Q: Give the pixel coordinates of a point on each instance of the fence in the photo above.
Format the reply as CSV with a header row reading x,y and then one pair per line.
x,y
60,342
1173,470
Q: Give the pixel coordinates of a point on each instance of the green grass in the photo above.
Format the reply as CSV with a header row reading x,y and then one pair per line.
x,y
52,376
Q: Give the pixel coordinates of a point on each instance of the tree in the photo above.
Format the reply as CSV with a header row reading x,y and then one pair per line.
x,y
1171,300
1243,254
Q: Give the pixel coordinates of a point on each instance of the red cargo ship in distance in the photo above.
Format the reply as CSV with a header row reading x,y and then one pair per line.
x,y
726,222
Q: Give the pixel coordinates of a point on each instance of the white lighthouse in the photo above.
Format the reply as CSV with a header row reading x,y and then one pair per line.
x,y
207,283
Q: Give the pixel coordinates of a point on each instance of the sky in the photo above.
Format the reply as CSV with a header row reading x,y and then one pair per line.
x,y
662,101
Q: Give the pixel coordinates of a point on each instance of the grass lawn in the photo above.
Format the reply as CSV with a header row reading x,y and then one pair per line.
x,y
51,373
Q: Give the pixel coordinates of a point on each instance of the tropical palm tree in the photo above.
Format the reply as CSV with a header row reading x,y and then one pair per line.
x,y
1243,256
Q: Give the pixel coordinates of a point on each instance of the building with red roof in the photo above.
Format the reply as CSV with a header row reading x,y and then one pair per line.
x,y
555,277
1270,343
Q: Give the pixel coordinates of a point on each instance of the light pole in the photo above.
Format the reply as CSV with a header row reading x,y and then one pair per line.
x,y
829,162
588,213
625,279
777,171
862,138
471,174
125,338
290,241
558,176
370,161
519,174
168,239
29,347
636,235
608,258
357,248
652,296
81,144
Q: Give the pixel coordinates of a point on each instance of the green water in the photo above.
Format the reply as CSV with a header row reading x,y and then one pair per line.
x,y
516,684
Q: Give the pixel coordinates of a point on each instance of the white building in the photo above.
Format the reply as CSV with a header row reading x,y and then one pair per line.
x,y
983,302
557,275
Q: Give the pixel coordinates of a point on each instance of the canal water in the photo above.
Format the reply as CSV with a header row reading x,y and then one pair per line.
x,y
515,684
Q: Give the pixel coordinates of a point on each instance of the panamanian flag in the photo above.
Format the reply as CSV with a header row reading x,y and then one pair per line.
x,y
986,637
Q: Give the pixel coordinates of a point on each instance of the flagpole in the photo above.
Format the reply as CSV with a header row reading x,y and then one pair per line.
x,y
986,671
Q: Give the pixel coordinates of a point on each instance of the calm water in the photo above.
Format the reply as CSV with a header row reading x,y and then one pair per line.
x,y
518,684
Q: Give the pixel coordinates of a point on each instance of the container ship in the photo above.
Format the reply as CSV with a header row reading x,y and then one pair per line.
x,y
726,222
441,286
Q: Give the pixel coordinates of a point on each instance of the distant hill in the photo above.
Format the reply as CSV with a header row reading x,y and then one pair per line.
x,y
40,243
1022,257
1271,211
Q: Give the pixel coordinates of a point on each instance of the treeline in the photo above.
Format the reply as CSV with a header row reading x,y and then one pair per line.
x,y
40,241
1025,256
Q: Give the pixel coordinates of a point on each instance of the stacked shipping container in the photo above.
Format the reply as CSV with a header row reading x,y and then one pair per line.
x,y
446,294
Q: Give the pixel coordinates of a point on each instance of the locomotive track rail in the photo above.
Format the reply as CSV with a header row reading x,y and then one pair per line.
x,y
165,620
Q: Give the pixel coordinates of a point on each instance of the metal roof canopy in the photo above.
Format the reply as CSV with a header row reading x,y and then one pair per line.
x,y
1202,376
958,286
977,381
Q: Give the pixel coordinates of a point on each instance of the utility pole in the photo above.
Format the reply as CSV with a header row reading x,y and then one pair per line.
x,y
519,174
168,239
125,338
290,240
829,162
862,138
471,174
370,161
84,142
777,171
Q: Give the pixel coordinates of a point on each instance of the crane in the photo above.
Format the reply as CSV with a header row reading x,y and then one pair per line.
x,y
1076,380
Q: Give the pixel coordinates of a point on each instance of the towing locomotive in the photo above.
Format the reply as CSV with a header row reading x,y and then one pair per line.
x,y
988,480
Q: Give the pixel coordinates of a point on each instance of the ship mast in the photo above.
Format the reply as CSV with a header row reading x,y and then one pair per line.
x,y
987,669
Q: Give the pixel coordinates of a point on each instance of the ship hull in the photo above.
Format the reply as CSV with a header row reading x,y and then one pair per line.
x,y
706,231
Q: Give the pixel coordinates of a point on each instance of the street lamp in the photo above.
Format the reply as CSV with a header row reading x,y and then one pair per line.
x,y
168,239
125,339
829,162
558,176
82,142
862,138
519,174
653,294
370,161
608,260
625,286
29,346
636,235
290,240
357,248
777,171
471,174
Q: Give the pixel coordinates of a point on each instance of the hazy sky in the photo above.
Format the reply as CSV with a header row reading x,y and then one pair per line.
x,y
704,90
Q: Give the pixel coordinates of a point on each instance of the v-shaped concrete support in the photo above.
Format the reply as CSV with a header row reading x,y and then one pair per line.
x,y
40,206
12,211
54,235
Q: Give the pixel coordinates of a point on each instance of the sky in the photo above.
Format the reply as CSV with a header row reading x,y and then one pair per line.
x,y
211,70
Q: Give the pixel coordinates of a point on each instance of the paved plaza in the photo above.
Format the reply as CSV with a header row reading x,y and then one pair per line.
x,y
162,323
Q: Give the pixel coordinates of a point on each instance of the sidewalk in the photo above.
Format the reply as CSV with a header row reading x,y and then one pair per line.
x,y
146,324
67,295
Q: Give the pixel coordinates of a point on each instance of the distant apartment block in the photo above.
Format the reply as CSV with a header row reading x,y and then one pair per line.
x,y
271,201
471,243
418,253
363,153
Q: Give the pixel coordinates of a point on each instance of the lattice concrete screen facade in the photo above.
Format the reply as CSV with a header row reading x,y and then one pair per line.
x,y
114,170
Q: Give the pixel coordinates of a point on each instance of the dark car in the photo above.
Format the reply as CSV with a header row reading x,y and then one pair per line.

____________

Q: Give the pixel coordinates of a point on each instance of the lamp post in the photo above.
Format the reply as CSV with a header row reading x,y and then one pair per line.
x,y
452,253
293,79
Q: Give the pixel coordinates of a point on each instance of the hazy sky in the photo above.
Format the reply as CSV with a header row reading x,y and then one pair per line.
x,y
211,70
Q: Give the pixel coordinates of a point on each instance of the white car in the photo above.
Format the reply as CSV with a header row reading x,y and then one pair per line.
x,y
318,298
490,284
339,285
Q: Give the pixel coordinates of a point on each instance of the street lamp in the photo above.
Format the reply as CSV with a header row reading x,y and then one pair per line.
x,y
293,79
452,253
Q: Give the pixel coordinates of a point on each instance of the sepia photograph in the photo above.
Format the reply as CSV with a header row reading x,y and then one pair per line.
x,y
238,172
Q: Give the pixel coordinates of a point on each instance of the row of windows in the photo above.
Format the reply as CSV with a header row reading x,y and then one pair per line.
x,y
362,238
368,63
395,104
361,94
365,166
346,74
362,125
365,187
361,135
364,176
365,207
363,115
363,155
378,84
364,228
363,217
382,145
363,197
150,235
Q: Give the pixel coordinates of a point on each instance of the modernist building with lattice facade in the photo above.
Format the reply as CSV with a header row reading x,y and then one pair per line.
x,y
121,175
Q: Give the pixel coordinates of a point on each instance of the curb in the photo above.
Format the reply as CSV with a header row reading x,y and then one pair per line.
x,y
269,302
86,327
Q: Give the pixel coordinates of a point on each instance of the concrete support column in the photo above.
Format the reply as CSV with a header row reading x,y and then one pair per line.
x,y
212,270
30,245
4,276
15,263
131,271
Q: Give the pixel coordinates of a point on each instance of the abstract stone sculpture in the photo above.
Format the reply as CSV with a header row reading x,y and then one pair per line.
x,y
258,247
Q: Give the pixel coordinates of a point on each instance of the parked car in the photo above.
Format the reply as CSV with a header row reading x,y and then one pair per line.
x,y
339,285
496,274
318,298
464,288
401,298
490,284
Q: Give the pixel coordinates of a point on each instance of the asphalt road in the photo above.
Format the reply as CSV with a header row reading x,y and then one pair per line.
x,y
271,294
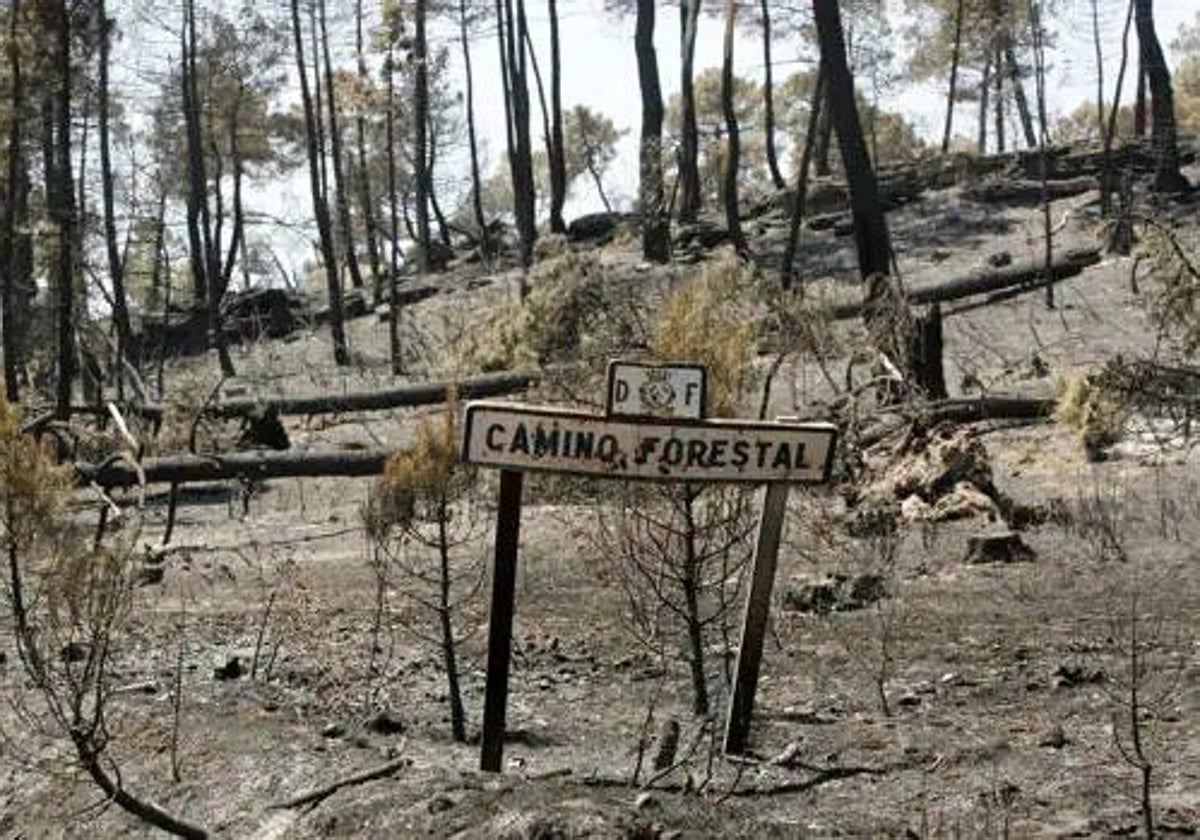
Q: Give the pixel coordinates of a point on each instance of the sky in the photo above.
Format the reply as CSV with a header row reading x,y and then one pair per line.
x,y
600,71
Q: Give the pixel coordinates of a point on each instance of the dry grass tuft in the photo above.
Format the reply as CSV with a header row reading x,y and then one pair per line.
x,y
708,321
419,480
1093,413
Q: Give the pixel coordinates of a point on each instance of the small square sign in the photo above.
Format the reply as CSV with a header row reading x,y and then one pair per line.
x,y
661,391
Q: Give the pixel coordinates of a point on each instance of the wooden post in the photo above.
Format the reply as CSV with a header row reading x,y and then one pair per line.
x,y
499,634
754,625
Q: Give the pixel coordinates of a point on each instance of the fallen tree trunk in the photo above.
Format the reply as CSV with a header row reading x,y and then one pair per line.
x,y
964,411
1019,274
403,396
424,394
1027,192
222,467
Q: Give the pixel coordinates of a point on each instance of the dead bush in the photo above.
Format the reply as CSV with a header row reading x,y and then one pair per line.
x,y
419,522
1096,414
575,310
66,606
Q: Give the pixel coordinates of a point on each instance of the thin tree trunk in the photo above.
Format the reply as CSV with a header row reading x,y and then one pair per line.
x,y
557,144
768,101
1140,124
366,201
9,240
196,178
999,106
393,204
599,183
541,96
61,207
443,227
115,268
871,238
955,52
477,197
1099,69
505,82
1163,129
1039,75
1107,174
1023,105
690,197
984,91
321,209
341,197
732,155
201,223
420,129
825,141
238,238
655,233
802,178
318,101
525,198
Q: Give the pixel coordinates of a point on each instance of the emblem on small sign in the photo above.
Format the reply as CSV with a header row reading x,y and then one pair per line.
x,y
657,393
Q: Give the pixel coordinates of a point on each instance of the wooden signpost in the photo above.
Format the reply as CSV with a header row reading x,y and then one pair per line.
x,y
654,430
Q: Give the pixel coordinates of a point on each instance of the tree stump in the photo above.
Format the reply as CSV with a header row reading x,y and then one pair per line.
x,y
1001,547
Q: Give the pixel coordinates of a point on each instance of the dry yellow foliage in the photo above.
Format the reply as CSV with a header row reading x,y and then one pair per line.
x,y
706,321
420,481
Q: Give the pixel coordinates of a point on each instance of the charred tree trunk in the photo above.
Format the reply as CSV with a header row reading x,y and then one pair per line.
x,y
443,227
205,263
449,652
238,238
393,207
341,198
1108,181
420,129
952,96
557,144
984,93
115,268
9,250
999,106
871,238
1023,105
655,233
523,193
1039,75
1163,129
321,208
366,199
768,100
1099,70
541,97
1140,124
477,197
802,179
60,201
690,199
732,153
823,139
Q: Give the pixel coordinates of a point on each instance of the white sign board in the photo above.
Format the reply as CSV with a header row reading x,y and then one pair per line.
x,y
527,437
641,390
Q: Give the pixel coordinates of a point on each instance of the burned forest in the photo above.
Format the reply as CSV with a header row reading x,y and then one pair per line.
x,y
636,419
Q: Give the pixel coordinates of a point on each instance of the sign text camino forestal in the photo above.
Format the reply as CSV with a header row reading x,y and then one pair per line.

____________

## Directions
Pull out every line from the items above that contains the string "lattice". Matching is case-sensitive.

## Task answer
Q: Give the pixel coordinates of a point on each instance of the lattice concrete screen facade in the photo above.
Q: Give the pixel coordinates of a point on each instance of the modernist building with lattice facade in the photo above.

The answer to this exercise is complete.